[EXTRAIT]
____

Aux urgences d'Orléans, il y a trois secteurs de 12 places chacun, plus les urgences vitales. Dès qu'il y a 36 patients, les nouveaux arrivants se retrouvent dans le couloir. Une situation qui, cet été, arrive quotidiennement. Dans ces conditions, "on ne peut pas gérer les nouvelles personnes, raconte le docteur Christophe Devin, chef adjoint du service. Je suis aux urgences pour faire de la médecine d'urgence, et je passe mon temps à voir des gens qui sont là depuis deux jours, c'est 40% de mon temps. Et il y a encore 40% que je passe au téléphone pour trouver des places dans l'hôpital, à faire du secrétariat." Si on ajoute le fait de "devoir gérer la famille, les annonces de maladies graves, parfois la fin de vie d'un patient qu'on ne connait pas, et le standard"...
"Abandonnés par l'État"
Les deux médecins ne s'en cachent pas : ils sont au bord de l'épuisement. "La semaine dernière, j'ai passé une très mauvaise nuit, et je n'arrive pas à récupérer depuis, parce que c'est du rush constant au travail et qu'on ne peut pas se reposer", regrette le docteur Devin. Cette fatigue, les infirmières la connaissent aussi. Mais, après leurs arrêts de travail au printemps dernier, "elles ne peuvent plus se permettre de s'arrêter, à cause des retenues de salaires (des primes horaires, ndlr) alors que la vie est de plus en plus chère", explique Nesrine Nabli.
Face aux difficultés chroniques des urgences, la direction a signé en avril un protocole avec les médecins du conseil d'administration. "Pas une baguette magique", mais "un amoncèlement de petites solutions", défendait alors le directeur Olivier Boyer auprès de France 3. Près de quatre mois plus tard, les effets du protocole sont toujours attendus par les urgentistes. "Il faut ouvrir des lits, trouver du personnel, c'est à la direction, aux ARS, aux ministères, à l'État d'assurer une prise en charge correcte des patients", charge la cheffe du service.
Les deux urgentistes décrivent un cercle vicieux , qui a conduit aux fermetures de lits :
On ferme des lits par manque de personnels dans les étages. Donc tout le monde arrive et reste aux urgences, donc les étages prennent des patients multi-pathologiques pour soulager les urgences, donc ils perdent leurs spécialités, donc les médecins sont frustrés et s'en vont, les infirmières aussi, donc on ferme des lits.

____

[DONNÉES EXTRAITES]
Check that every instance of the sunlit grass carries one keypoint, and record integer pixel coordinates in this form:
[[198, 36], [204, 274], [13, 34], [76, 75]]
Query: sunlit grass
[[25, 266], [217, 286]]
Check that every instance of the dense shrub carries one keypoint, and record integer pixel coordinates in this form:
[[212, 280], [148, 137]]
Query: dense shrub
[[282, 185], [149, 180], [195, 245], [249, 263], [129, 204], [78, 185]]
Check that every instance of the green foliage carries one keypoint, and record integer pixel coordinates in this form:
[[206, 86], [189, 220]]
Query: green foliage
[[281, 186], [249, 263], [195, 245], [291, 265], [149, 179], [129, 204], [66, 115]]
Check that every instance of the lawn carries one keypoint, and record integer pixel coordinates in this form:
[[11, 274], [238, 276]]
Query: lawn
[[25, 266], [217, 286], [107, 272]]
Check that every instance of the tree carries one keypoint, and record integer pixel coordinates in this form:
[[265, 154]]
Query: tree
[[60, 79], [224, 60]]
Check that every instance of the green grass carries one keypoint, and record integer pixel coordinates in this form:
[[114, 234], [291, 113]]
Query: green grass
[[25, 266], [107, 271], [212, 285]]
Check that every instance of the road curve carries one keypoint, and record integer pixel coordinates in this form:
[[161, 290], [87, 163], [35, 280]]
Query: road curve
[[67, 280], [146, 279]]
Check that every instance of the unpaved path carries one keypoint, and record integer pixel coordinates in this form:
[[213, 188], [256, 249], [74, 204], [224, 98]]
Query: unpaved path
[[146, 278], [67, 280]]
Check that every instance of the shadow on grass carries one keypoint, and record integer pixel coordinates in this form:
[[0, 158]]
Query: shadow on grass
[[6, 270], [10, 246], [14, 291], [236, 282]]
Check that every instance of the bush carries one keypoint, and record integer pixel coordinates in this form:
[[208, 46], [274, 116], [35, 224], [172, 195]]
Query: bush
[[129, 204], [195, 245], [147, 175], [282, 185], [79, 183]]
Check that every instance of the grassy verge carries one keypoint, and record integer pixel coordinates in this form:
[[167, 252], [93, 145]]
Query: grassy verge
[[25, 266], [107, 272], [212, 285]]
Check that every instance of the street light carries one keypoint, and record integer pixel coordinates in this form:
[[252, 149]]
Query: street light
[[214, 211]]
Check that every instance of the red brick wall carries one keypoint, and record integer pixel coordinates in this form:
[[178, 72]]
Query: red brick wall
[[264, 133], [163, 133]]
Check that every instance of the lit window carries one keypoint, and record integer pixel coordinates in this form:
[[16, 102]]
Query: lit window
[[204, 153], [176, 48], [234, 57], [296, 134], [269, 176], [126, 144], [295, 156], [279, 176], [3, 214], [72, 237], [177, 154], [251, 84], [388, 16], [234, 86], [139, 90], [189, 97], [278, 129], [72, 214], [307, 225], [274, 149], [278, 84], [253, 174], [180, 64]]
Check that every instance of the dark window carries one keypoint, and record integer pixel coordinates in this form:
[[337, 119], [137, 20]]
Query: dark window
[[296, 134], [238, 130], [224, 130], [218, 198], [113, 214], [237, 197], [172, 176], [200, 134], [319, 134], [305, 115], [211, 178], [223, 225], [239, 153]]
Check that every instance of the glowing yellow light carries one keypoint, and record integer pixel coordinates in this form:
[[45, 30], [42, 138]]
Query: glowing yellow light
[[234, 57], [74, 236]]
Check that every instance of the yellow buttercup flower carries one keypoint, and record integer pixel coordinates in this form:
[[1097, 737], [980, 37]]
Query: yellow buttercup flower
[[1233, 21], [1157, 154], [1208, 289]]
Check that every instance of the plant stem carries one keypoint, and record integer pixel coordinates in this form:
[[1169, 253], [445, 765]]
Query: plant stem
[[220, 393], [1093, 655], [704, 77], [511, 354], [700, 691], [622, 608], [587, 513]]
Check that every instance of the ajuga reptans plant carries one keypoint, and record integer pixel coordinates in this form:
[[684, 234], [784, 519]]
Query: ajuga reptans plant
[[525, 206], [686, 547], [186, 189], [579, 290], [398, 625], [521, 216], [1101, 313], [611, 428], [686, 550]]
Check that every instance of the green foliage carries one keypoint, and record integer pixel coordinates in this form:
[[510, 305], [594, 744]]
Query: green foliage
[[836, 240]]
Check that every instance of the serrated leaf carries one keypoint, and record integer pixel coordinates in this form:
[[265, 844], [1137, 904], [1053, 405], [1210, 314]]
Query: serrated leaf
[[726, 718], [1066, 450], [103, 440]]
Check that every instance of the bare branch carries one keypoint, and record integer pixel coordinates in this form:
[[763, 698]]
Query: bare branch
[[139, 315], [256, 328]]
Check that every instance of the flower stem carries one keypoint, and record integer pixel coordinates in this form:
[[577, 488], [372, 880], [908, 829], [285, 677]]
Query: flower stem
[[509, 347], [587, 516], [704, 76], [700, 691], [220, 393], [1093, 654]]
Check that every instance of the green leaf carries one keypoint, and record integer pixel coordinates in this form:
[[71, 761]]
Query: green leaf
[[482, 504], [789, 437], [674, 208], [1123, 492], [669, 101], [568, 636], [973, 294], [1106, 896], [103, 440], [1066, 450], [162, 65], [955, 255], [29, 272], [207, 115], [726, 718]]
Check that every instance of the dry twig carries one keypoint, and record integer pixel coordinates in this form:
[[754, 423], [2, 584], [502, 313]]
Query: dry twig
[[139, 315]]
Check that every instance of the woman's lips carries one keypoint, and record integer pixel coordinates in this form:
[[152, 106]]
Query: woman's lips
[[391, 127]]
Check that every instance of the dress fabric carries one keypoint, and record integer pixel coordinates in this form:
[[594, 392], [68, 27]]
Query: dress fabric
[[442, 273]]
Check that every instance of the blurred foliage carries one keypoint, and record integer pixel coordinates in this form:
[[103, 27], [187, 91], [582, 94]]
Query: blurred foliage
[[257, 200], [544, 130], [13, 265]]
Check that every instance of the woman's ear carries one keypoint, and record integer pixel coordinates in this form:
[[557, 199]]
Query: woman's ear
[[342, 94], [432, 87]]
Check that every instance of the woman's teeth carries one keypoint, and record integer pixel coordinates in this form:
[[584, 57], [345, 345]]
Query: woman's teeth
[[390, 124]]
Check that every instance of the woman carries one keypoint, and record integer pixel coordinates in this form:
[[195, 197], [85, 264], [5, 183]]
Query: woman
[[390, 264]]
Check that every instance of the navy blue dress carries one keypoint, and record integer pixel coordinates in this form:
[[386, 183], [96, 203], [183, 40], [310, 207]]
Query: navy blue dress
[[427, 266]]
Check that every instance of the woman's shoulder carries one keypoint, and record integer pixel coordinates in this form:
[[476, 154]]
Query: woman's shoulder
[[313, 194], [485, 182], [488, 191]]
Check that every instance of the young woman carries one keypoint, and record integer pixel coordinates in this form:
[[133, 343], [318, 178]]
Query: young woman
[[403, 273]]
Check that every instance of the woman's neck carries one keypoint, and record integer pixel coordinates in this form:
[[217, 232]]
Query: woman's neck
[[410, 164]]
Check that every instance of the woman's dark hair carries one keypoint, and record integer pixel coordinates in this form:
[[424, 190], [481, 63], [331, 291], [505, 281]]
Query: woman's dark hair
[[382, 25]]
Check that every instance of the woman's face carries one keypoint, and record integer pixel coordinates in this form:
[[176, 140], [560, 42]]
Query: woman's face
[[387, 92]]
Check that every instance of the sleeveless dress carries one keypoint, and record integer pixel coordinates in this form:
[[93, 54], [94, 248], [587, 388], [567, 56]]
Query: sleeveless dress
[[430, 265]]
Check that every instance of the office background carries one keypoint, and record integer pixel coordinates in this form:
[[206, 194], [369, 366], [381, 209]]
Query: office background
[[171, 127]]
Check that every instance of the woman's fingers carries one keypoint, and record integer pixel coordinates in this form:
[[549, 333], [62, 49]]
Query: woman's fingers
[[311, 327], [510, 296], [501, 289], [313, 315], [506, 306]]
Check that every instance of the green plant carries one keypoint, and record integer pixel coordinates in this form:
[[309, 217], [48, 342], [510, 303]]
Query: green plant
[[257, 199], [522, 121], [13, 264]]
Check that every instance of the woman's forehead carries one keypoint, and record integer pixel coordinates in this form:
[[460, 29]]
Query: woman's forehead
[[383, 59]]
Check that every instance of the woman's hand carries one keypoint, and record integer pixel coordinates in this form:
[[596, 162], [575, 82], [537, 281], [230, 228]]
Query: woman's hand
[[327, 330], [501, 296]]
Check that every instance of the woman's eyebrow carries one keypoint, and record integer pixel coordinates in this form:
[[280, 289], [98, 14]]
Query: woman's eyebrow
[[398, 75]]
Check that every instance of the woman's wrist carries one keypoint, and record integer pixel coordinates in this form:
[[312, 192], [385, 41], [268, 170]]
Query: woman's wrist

____

[À FAIRE]
1. Résumez en deux phrases le texte sur les urgences d'Orléans.
2. Reprenez le texte sur les urgences d'Orléans et poursuivez-le après sa dernière phrase.

[RÉPONSES]
1. Aux urgences d'Orléans, dès que les 36 places des trois secteurs sont occupées, les nouveaux arrivants se retrouvent dans le couloir, situation quotidienne cet été, et le docteur Christophe Devin dit consacrer 40 % de son temps à des patients présents depuis deux jours et 40 % au téléphone pour trouver des places. Au bord de l'épuisement, les urgentistes attendent toujours les effets du protocole signé en avril par la direction et décrivent un cercle vicieux dans lequel le manque de personnel dans les étages conduit à fermer des lits.

2.
Dr Christophe Devin, chef de service adjoint aux urgences du CHRO
Horizons perdus
Dans un tel contexte, le médecin explique que "les urgences restent une variable d'ajustement, c'est à nous qu'on demande de tirer sur la corde et de prendre du monde encore et encore". Les docteurs Nabli et Devin voient toute résolution de la crise s'éloigner de plus en plus. Pour eux, même avec l'arrivée de nouvelles infirmières dans les hôpitaux, "il n'y a rien à attendre de la rentrée".
Moins catégorique, le directeur général adjoint Jean-Robert Chevallier espère "une amélioration de la situation au fil des recrutements". Il attend ainsi de nouvelles arrivées de médecins et d'infirmières cet automne. En attendant, face à la situation des plus critiques des urgences, il estime qu'une première phase de décompression arrivera "avec la fin des premiers congés la semaine prochaine".
Le directeur adjoint concède malgré tout que les "difficultés de recrutement" auquel fait face l'établissement bouchent l'horizon d'une sortie de crise prochaine. "Aujourd'hui, c'est quasiment impossible de trouver des remplaçants." Le CHRO a notamment "mis en œuvre l'ensemble des dispositions du rapport Borne", à savoir la mission flash du début d'été qui recommandait notamment le retour de médecins retraités. Des solutions qui ont aidé l'hôpital orléanais, mais n'ont "pas révolutionné" l'organisation des services.
Mise à jour du 17 août à 15h52 : ajout des précisions de Jean-Robert Chevallier.